_Source text:_

☆ ☆ ☆ ☆ ☆

Contrary to popular opinion, the chances of keeping cool in a crisis or running around screaming like a howler monkey are split pretty evenly along gender lines. There’s just no predicting who will go nuts on you. I was in a crowded elevator once, going from the basement level to the ground level. That’s as far as it went because it was a short building. There were mobs of people waiting for the elevator on both levels, which were only ten feet apart, max. Okay, the elevator gets stuck. I’m telling you, in less than eight seconds it was a madhouse in that elevator. One woman started yelling at another woman that it was her fault because she touched the buttons. One man started spinning in place, hyperventilating loudly. Another man literally crawled up the bodies and over the heads of everyone in front of him to get to the buttons so that he could push them himself. Being approximately three feet taller than everyone else in the elevator, I was just watching this little panorama unfold before me. Just before the shrieking started, I pointed out to them that (a) we were only maybe eight and a half feet off the ground and (b) everybody on both floors could hear that we were stuck, and help was bound to be here pronto, because those people waiting wanted to use the elevator their ownselves. Then the people with me started shrieking, and no sooner had the first blast died down than the elevator lurched up the last two feet and the doors opened, and they all walked out without even the decency to look sheepish for having behaved like pure loons in there. All that is to say, you just can’t tell about people in an emergency: The male/female thing is not a good predictor.

☆ ☆ ☆ ☆ ☆

Stored entries from a collection:
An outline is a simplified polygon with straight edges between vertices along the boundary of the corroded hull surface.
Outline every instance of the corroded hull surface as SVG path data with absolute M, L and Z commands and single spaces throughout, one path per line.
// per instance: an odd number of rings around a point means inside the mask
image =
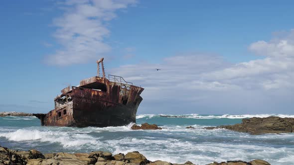
M 56 97 L 55 108 L 34 114 L 43 126 L 84 127 L 123 126 L 136 122 L 144 88 L 93 77 L 79 86 L 66 88 Z

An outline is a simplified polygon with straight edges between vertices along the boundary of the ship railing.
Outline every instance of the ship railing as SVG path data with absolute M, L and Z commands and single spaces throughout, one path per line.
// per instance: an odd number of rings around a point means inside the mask
M 120 82 L 125 84 L 129 84 L 133 85 L 133 82 L 127 82 L 120 76 L 108 75 L 108 80 L 111 82 Z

☆ ☆ ☆ ☆ ☆

_Brief A:_ Rewrite the entries from their very start through the line with "M 56 97 L 55", putting "plain polygon" in place of "simplified polygon" and changing nothing else. Leave the pictures out.
_Brief B:_ Write the next part of the elevator story.
The elevator story and the entries are separate material.

_Final result A:_
An outline is a plain polygon with straight edges between vertices along the boundary of the corroded hull surface.
Outline every instance of the corroded hull surface as SVG path data with absolute M, L and Z commands and single spaces throughout, one path per line.
// per instance: an odd number of rings around a point means inside the mask
image =
M 56 97 L 55 108 L 34 114 L 43 126 L 84 127 L 123 126 L 136 122 L 144 88 L 93 77 L 79 86 L 66 88 Z

_Final result B:_
Here’s another example, told to me by our Spud Stud, Bob. Bob’s buddies Claudine and Homer took a trip to San Francisco. Remember that big earthquake they had a few years back? That’s when they went. Claudine is on the twenty-fifth floor of a high-rise hotel, in the shower, and here comes this giant earthquake. This, I can only imagine, is infinitely more offputting than having the doorbell ring midshower. She manages to get out of the shower and into the black hole that her hotel room has become and find a housecoat and a raincoat. Now, speaking just for myself here, I have never personally carried either a housecoat or a raincoat anywhere. But Claudine’s got them both and she puts them both on and finds her way out into the pitch-dark hall and feels her way along toward the sound of a woman having a screaming fit. She finds the woman, and they both indulge themselves for a moment or two in a little well-deserved hysteria. Now, as
Bob
tells it, the two women are just sniveling mounds of housecoats and raincoats until a man, undaunted and reserved, comes by and kindly and calmly herds the two of them down the twenty-five flights of dark stairs. I doubt the veracity of this account, but they did get out into the street, where they all proceeded to go completely nuts with everybody else out there.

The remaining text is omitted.